Copy the records word for word, from the line containing "of the white" through the end of the records, including both of those lines. Omit the pictures from your copy.
* * * * * * *
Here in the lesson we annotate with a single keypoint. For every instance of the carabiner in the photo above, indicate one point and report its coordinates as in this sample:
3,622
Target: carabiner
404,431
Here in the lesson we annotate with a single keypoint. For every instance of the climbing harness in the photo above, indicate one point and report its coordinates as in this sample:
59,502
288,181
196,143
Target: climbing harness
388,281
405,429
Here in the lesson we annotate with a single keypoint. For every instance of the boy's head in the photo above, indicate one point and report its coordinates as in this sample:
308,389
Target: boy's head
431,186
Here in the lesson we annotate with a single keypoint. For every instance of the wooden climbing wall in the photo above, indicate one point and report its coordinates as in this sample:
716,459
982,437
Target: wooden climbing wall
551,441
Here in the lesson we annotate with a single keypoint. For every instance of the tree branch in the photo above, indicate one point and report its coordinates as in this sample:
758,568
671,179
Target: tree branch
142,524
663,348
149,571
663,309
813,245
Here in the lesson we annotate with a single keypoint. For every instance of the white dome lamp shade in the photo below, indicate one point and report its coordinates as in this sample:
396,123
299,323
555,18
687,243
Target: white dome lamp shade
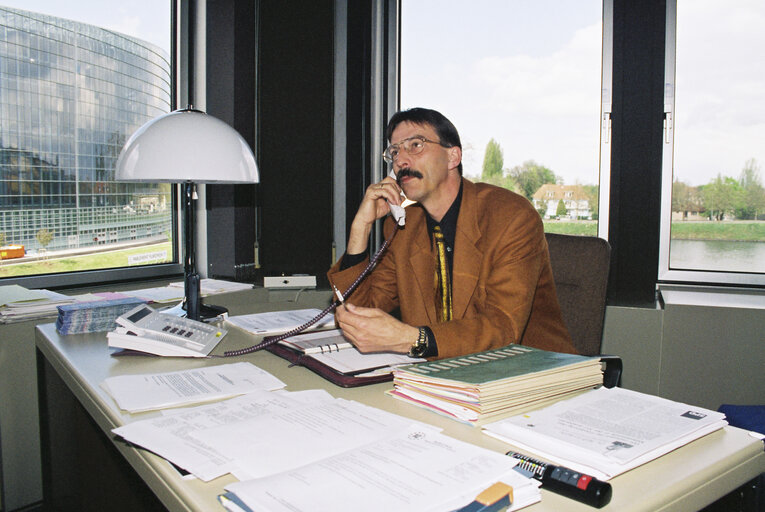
* * * * * * *
ANSWER FOR THIS EXERCISE:
Here in the lesson we annotate with a single keypoint. For every instance of the white dome lamp shade in the photo below, indicate one point and report its coordinates as in this sample:
396,123
299,323
555,18
687,243
Target: white dome lamp shade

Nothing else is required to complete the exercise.